Task:
Rewrite the listing between the lines holding "Isolate the green shrub." and "[0, 104, 98, 323]", inclusive, keeping the requests and scaling every bounding box coordinate in the answers by 0.55, rounded to whole numbers with halves going up. Leave the format sample inside each request unchanged.

[Stored items]
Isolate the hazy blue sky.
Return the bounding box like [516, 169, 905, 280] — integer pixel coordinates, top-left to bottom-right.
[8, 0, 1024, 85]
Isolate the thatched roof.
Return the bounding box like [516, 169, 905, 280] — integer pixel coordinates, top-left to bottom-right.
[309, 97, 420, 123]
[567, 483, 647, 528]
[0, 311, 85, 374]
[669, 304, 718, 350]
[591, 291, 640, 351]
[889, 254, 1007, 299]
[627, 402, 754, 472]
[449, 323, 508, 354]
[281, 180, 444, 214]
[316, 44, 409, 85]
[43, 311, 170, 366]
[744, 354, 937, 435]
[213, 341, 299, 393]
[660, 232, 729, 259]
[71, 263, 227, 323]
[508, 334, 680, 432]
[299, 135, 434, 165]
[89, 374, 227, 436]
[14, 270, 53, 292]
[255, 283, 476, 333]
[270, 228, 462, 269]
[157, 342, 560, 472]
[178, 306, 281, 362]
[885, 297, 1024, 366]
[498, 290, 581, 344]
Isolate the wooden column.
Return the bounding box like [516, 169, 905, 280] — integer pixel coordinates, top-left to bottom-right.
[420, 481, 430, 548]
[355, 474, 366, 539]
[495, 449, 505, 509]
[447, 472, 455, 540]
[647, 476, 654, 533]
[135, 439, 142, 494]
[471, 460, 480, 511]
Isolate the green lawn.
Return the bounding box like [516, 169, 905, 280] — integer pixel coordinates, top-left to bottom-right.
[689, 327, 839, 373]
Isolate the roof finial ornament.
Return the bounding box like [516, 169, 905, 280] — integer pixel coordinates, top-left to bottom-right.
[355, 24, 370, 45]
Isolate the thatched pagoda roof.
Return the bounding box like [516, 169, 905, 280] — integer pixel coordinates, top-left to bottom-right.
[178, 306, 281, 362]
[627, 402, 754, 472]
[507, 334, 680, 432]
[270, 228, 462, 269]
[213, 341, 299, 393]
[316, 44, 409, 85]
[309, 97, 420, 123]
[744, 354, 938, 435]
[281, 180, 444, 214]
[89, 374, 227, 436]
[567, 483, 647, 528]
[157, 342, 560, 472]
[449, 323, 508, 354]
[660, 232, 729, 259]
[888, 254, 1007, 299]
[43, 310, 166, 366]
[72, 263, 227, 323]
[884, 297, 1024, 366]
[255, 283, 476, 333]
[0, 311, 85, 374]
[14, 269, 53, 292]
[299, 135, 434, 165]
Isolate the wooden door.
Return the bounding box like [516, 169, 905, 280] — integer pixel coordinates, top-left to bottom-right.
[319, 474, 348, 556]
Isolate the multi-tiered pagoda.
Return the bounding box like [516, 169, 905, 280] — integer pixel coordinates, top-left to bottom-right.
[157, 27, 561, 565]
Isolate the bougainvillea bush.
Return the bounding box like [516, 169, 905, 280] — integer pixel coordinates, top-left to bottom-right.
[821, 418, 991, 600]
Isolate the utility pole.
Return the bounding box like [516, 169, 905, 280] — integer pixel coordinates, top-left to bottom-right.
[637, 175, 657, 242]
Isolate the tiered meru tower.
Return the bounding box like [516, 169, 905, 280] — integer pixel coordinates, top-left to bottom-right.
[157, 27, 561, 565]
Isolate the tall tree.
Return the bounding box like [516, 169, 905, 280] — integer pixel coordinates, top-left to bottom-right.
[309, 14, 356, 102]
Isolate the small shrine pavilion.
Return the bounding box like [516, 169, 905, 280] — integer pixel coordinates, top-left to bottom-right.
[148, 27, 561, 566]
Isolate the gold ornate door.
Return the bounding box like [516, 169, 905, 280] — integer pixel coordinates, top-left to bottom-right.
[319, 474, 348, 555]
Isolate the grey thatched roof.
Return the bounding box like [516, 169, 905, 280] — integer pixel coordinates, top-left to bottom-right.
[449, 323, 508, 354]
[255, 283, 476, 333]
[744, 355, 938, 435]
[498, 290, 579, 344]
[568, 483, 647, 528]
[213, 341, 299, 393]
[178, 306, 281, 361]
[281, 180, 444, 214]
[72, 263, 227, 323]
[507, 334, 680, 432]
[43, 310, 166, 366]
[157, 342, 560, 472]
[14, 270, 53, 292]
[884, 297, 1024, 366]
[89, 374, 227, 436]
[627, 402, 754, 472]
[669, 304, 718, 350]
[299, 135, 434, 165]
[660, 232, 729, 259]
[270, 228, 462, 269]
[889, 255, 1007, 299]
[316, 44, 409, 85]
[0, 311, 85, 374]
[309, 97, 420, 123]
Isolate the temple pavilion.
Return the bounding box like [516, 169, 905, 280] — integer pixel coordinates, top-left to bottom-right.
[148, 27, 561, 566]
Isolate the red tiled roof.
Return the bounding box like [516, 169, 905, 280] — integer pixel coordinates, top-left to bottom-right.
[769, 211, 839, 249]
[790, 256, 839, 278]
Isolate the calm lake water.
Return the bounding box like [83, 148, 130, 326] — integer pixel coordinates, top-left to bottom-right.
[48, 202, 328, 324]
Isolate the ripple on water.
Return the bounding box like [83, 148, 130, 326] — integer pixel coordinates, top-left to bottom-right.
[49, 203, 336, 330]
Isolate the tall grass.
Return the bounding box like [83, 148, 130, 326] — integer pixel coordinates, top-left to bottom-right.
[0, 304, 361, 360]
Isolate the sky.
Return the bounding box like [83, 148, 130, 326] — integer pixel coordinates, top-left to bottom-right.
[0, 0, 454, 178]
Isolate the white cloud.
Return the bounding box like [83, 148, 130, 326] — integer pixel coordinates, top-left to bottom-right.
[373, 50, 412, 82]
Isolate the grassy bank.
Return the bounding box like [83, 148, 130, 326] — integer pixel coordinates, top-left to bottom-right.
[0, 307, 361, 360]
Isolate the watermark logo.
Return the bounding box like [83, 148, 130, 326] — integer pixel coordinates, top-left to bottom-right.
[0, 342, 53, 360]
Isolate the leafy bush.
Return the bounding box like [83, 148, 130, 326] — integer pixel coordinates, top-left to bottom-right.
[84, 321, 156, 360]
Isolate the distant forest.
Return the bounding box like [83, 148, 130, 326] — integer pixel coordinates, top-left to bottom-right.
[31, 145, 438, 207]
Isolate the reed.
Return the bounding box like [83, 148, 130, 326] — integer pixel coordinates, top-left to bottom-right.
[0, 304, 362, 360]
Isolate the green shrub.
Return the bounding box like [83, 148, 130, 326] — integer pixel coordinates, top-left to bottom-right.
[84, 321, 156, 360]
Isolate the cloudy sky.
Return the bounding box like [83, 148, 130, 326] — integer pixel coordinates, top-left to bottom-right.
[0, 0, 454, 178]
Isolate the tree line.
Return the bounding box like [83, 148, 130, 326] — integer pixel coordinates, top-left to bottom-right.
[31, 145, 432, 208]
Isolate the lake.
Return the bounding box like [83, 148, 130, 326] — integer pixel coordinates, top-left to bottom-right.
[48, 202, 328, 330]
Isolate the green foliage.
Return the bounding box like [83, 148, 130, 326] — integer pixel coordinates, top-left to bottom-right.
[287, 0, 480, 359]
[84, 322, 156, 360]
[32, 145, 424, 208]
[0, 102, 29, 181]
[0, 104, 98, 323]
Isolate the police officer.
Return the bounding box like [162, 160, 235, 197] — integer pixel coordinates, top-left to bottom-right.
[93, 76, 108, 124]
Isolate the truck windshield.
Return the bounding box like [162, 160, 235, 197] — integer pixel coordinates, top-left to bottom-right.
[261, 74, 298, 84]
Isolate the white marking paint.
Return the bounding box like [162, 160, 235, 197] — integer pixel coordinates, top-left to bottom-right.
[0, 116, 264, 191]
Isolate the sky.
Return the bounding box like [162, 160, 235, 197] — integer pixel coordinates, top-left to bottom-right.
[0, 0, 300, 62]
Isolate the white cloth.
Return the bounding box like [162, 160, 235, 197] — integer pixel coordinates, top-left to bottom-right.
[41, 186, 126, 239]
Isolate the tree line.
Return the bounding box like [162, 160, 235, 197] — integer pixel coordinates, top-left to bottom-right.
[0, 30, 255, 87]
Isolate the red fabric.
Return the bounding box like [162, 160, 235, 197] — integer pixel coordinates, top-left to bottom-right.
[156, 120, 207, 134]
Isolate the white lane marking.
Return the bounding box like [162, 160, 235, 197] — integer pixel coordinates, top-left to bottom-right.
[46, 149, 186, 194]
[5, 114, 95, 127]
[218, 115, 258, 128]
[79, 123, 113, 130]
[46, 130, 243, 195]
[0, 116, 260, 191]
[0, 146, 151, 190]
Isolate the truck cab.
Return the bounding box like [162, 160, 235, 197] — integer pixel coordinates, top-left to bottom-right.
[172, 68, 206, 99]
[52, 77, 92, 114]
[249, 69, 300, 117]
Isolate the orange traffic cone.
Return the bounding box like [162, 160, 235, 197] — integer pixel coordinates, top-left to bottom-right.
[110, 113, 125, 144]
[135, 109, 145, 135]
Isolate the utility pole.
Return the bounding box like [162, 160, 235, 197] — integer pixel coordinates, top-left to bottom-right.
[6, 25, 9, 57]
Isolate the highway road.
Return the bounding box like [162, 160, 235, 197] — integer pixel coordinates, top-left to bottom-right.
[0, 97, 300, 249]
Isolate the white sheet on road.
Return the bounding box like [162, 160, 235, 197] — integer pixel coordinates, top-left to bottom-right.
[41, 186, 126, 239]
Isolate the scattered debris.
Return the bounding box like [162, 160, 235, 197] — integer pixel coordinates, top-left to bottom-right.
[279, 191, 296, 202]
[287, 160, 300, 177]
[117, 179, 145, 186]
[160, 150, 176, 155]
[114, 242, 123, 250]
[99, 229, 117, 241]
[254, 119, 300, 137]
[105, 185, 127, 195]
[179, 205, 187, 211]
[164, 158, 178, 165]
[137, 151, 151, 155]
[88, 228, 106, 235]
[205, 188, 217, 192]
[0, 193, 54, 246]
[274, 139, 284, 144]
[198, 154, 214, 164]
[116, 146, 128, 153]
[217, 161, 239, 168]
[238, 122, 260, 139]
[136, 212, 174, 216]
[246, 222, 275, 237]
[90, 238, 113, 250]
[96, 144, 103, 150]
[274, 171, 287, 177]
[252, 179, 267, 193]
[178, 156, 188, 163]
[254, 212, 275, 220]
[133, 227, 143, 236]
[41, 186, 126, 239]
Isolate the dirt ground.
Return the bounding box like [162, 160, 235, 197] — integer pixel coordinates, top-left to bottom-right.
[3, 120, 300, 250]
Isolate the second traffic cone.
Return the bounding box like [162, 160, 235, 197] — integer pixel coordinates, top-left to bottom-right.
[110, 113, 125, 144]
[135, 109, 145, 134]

Task response:
Isolate the green shrub.
Return the bounding box like [83, 148, 130, 326] — integer pixel coordinates, top-left to bottom-right.
[46, 177, 86, 198]
Isolate the cloudy sky.
Return the bounding box like [83, 148, 130, 326] — integer pixel coordinates, top-left to bottom-right.
[0, 0, 250, 98]
Isolate the tree line.
Return the bounding box like [83, 148, 130, 326] — integer pixel coordinates, top-left to bottom-right.
[17, 80, 238, 114]
Isolate the lake.
Return the bounding box like [83, 148, 130, 326] — integer pixel coordinates, top-left to bottom-right.
[26, 111, 180, 182]
Isolate the green foliage.
Return the bounding box like [83, 148, 130, 326] — integer pixel coordinates, top-left to bottom-right.
[158, 0, 264, 197]
[46, 177, 86, 198]
[18, 80, 233, 114]
[0, 56, 16, 100]
[0, 57, 54, 178]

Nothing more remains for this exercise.